According to the court memorandum, on what date did U.S. Bank conduct the foreclosure sale of the Property?

◆ **Selected extract**

((

United States District Court, D. Massachusetts

March 2, 2017

REBA DANASTORG, Plaintiff,
v.
US BANK NATIONAL ASSOCIATION, AS TRUSTEE, Defendant.

          MEMORANDUM AND ORDER

          ALLISON D. BURROUGHS UNITED STATES DISTRICT JUDGE.

         On April 3, 2015, Reba Danastorg (“Danastorg”) brought suit against U.S. Bank National Association (“US Bank”). Presently before this Court is U.S. Bank's Motion to Dismiss the Amended Complaint for failure to state a claim. [ECF No. 36]. For the reasons stated below, the motion to dismiss is GRANTED.

         I. PROCEDURAL HISTORY

         The Court takes judicial notice of the related state court and bankruptcy proceedings, records of which have been submitted as exhibits to the instant motion to dismiss and which are publicly available. See Giragosian v. Ryan, 547 F.3d 59, 66 (1st Cir. 2008) (“Matters of public record ordinarily include ‘documents from prior state court adjudications.'” (quoting Boateng v. InterAmerican Univ., Inc., 210 F.3d 56, 60 (1st Cir. 2000))); see also Rodi v. S. New Eng. Sch. of L., 389 F.3d 5, 12 (1st Cir. 2004).

         In 2002, Danastorg acquired 3 Whiting Lane, Unit 3, Building F, Hingham, MA 02043 (the “Property”). In re Danastorg, 499 B.R. 8, 11 (Bankr. D. Mass. 2013). In July 2005, Danastorg took out a loan in connection with refinancing the Property. Id. at 11. After defaulting on her mortgage and note for nonpayment, U.S. Bank “conducted a foreclosure sale of the Property on September 13, 2012 pursuant to the statutory power of sale in the mortgage.” Id. at 12. In early 2013, U.S. Bank executed a Foreclosure Deed for the Property. Id. at 11. After receiving a notice to vacate from U.S. Bank, Danastorg filed a petition under Chapter 13 of the United States Bankruptcy Code on May 20, 2013. Id. at 12. Before the bankruptcy court, Danastorg challenged U.S. Bank's ability to pursue a summary process proceeding against her. On September 16, 2013, the bankruptcy court held that Danastorg's “suggestions that U.S. Bank did not hold either the mortgage or the note at the time of the foreclosure sale are without evidentiary support of any sort, ” and granted U.S. Bank relief from the automatic stay to continue the summary process proceeding against Danastorg. Id. at 20.

))

◆ **Data excerpt**
((

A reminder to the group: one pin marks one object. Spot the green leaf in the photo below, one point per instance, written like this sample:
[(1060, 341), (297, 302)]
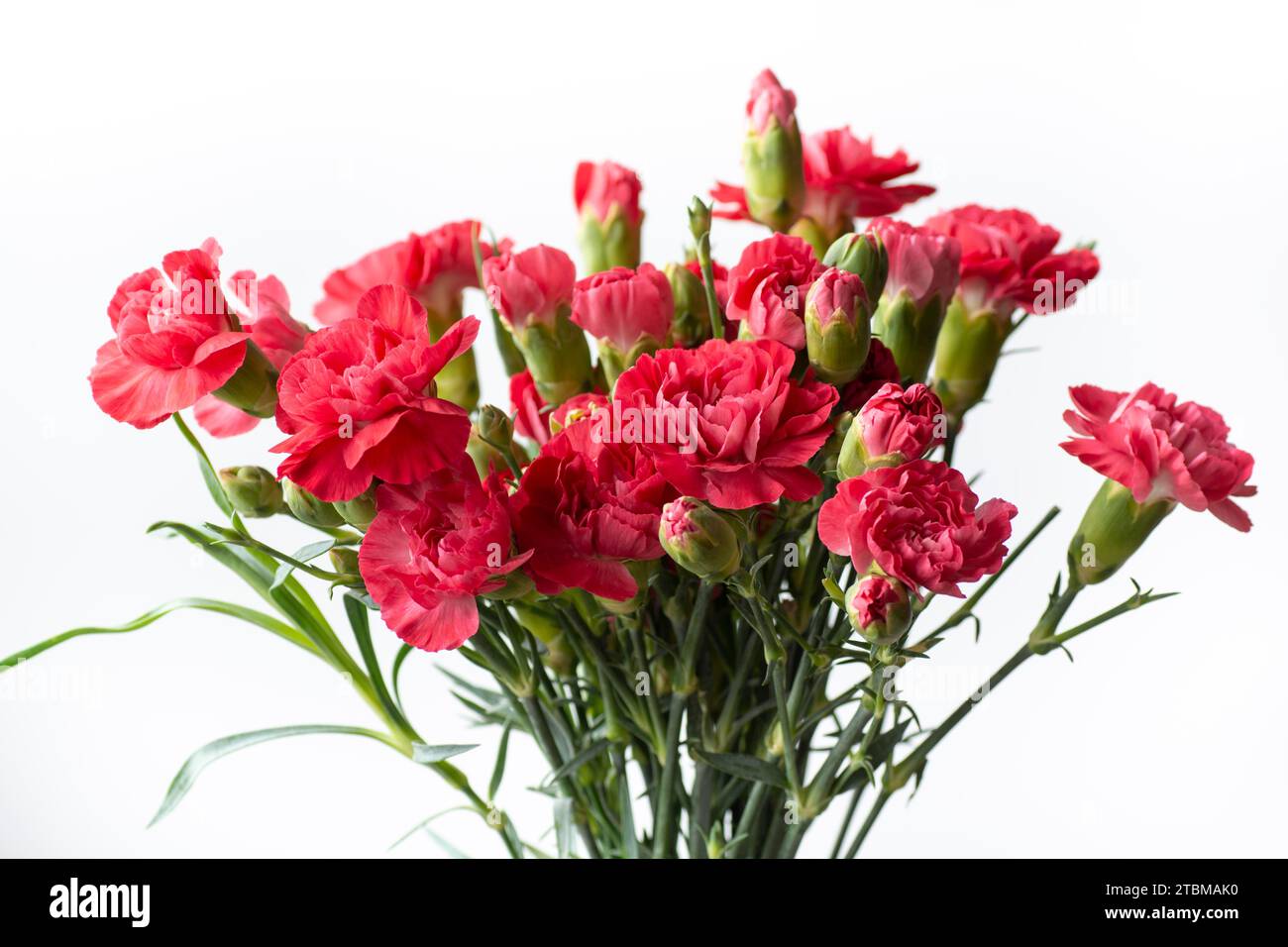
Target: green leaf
[(424, 753), (357, 613), (498, 770), (745, 767), (426, 822), (207, 470), (301, 556), (566, 834), (207, 754), (397, 669), (579, 761), (249, 615)]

))

◆ **The solution**
September 13, 2012